**TASK DIRECTIONS:** Would you please set down the lines of the data from the one containing "One marker serves each instance of the white upvc" to the final line, exactly and only those?

**MATERIAL TO PROCESS:**

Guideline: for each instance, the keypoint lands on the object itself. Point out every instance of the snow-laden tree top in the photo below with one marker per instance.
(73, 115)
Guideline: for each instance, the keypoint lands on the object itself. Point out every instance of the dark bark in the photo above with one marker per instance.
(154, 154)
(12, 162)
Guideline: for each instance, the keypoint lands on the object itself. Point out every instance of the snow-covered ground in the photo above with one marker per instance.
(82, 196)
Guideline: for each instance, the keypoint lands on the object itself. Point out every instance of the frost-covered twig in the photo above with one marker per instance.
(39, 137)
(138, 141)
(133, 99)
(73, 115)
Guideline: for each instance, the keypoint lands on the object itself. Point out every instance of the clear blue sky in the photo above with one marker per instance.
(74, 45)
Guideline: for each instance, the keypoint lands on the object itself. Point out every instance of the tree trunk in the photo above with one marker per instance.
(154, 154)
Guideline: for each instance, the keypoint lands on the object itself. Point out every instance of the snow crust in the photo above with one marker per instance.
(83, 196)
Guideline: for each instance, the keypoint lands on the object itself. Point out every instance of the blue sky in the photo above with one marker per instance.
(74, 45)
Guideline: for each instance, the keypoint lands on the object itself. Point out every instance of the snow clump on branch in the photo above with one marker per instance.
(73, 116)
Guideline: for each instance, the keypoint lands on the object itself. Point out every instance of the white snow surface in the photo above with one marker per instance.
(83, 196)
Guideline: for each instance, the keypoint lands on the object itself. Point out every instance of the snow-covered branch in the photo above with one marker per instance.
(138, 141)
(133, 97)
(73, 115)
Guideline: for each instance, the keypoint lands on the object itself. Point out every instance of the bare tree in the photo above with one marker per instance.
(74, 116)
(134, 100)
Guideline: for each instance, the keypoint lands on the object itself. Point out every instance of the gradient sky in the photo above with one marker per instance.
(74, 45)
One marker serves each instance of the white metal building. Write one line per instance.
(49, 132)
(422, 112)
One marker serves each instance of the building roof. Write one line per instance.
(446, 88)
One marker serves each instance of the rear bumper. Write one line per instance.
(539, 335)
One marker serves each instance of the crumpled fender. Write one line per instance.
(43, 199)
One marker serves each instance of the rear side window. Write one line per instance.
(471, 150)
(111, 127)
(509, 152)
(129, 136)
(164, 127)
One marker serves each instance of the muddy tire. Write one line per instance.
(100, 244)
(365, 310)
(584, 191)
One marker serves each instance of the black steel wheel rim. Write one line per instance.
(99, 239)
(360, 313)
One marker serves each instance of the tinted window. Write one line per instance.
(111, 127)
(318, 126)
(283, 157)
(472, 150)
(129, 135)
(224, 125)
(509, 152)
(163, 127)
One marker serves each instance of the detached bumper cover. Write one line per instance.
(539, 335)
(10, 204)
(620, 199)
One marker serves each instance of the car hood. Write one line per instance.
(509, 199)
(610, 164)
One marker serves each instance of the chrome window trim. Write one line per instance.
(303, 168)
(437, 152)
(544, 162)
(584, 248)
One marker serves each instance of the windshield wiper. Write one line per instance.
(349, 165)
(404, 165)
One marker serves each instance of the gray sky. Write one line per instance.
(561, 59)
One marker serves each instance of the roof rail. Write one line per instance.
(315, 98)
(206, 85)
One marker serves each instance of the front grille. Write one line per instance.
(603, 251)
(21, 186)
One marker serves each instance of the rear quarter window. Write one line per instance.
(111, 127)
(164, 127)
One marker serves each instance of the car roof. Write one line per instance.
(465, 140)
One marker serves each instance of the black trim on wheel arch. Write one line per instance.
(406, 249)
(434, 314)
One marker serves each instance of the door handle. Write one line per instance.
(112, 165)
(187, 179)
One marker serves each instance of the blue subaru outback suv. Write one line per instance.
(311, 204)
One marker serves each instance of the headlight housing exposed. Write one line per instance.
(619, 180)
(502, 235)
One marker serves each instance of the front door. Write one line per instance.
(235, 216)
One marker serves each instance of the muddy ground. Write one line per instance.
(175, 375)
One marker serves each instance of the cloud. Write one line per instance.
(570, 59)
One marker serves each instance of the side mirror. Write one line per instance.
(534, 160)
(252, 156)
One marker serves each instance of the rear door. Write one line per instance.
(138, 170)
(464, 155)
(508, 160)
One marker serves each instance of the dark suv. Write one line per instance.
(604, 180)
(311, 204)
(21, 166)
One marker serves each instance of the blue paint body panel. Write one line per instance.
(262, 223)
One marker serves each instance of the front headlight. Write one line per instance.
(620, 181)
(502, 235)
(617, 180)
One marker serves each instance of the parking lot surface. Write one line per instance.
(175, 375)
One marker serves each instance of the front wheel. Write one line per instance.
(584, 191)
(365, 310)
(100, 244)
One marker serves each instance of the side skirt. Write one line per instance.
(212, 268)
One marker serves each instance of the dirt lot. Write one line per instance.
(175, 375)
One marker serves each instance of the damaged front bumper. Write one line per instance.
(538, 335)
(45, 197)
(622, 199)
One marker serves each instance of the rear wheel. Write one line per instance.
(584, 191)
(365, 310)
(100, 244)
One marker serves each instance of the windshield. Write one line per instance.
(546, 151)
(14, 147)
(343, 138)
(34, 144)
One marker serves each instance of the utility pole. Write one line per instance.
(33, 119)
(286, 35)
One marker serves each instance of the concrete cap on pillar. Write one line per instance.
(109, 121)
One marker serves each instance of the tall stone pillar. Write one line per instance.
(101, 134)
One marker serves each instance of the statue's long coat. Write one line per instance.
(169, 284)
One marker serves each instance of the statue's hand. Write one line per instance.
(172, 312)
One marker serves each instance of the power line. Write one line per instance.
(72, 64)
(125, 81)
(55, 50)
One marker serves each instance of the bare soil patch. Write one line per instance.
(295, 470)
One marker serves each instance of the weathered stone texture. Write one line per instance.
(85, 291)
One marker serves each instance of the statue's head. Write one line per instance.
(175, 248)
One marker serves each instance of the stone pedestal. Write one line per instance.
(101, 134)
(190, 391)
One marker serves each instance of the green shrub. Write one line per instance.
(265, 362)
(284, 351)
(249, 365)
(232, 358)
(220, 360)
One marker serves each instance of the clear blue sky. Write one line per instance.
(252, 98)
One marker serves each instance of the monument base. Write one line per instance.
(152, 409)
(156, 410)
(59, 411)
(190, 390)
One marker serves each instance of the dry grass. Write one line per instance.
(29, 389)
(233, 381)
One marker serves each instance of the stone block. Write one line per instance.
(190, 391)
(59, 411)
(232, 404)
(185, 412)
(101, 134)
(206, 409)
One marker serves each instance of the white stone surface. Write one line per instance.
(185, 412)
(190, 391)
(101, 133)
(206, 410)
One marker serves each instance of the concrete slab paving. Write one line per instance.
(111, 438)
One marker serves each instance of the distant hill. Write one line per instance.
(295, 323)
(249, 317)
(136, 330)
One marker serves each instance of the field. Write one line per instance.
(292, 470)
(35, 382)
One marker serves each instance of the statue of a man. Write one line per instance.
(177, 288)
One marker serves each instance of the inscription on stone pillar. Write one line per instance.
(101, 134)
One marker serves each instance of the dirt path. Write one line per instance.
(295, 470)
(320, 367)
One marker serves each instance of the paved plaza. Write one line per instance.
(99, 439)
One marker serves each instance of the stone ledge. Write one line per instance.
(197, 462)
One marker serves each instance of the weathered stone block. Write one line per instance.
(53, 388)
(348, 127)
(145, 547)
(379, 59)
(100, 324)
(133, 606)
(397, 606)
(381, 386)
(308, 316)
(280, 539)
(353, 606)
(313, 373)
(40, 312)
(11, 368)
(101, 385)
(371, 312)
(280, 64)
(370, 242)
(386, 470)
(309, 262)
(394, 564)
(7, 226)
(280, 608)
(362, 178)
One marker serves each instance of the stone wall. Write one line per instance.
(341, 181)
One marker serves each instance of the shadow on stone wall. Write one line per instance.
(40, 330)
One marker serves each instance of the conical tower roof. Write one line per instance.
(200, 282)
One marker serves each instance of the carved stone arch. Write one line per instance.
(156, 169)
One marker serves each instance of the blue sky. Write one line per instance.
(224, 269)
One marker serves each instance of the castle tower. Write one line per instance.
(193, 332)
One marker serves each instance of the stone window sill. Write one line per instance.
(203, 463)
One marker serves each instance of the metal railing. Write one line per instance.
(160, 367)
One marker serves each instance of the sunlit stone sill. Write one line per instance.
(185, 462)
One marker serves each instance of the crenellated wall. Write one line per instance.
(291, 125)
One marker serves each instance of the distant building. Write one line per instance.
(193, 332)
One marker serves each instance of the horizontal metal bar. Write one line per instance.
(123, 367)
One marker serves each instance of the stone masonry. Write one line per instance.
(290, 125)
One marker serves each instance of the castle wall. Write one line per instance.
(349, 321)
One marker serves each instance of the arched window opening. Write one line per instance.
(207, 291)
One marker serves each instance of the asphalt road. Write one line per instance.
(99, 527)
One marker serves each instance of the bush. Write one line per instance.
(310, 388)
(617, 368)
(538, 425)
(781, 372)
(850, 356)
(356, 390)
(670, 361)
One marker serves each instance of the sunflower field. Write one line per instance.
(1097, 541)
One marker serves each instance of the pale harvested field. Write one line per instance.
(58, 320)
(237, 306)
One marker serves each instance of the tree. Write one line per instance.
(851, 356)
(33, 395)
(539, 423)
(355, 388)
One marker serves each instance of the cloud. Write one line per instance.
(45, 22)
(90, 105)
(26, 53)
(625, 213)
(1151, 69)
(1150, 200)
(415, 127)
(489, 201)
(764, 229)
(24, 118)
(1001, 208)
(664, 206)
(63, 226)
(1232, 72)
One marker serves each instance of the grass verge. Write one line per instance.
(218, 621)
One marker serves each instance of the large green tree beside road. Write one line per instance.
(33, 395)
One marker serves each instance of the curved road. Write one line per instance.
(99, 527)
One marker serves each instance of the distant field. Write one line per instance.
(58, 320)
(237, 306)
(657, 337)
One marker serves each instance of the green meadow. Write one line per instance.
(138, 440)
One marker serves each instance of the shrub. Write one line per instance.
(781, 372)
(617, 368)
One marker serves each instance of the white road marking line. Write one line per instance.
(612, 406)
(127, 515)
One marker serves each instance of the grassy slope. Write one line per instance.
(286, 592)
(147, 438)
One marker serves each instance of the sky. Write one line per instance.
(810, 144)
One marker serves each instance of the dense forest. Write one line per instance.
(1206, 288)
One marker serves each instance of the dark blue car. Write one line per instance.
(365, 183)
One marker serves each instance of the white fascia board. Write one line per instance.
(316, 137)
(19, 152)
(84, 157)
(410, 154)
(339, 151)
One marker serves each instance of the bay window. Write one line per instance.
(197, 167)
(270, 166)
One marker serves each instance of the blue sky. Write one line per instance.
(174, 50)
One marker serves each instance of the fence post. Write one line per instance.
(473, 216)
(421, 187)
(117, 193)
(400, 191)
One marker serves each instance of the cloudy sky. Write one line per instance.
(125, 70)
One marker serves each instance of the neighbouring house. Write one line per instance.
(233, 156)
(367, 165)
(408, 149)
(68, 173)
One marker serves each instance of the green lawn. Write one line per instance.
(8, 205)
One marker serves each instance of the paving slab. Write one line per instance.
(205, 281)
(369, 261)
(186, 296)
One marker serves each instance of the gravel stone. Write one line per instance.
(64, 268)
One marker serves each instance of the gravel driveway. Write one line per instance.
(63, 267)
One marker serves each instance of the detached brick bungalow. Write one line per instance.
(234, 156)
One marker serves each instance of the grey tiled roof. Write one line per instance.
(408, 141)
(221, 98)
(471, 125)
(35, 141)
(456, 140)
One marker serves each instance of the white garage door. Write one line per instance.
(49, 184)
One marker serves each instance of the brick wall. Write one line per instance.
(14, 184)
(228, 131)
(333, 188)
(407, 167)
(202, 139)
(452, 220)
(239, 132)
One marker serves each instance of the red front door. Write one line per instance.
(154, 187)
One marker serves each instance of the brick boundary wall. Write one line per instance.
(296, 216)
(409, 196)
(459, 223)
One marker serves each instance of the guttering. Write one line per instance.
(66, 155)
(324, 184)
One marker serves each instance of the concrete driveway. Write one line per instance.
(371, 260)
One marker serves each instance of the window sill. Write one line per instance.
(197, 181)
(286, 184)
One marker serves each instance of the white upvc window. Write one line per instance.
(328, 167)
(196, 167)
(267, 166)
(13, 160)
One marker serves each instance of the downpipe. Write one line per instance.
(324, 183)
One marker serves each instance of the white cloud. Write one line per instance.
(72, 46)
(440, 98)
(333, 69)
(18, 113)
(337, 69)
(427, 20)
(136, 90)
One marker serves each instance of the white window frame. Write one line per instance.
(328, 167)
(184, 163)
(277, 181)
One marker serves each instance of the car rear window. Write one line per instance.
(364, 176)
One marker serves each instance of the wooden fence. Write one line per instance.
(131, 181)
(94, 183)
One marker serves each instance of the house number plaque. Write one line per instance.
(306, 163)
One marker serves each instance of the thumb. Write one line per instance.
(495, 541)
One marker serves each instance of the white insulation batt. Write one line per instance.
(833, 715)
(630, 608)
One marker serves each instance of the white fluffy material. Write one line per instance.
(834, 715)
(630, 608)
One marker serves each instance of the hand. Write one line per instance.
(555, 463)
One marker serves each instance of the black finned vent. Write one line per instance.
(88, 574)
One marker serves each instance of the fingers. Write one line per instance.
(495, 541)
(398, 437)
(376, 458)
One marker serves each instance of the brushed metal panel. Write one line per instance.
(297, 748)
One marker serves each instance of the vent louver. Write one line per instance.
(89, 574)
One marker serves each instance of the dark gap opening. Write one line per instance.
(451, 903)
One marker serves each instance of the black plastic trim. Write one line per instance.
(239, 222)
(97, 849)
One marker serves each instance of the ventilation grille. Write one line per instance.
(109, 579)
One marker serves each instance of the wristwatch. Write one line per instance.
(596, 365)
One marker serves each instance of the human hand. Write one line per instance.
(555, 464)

**WRITTEN SOLUTION:**
One marker serves each instance of the white upvc window. Write one line per instance.
(328, 167)
(196, 167)
(267, 166)
(13, 160)
One marker serves each instance of the downpipe. Write one line per instance.
(324, 183)
One marker serves each instance of the white cloud. Write one line per instance.
(72, 46)
(440, 98)
(333, 69)
(18, 113)
(337, 69)
(427, 20)
(136, 90)
One marker serves each instance of the white window frame. Write one line per instance.
(328, 167)
(184, 163)
(277, 181)
One marker serves each instance of the car rear window. Write one line per instance.
(364, 176)
One marker serves each instance of the wooden fence. Write one line per instance.
(131, 181)
(94, 183)
One marker serves each instance of the house number plaque. Write one line per instance.
(306, 163)
One marker serves each instance of the thumb. Write one line per instance.
(495, 541)
One marker serves each instance of the white insulation batt. Write one line per instance.
(833, 715)
(630, 608)
One marker serves each instance of the white fluffy material. Write one line per instance.
(834, 715)
(630, 608)
One marker serves each instance of the hand. Write one line per instance.
(555, 463)
One marker serves each instance of the black finned vent. Write one line per instance.
(88, 574)
One marker serves each instance of the fingers. Write one line per instance.
(495, 541)
(398, 437)
(376, 458)
One marker serves each instance of the brushed metal panel. Write one line per instance.
(297, 748)
One marker serves each instance of the vent louver. Write one line per instance.
(89, 574)
One marker serves each instance of the dark gap opening. Write one line per instance.
(451, 903)
One marker serves each instance of the black plastic trim. Write one line per instance.
(239, 222)
(97, 849)
One marker serves each instance of the ventilation grille. Write one line per instance.
(109, 579)
One marker serves each instance of the wristwatch. Write one line per instance.
(596, 365)
One marker serves each instance of the human hand. Write one line per instance.
(555, 464)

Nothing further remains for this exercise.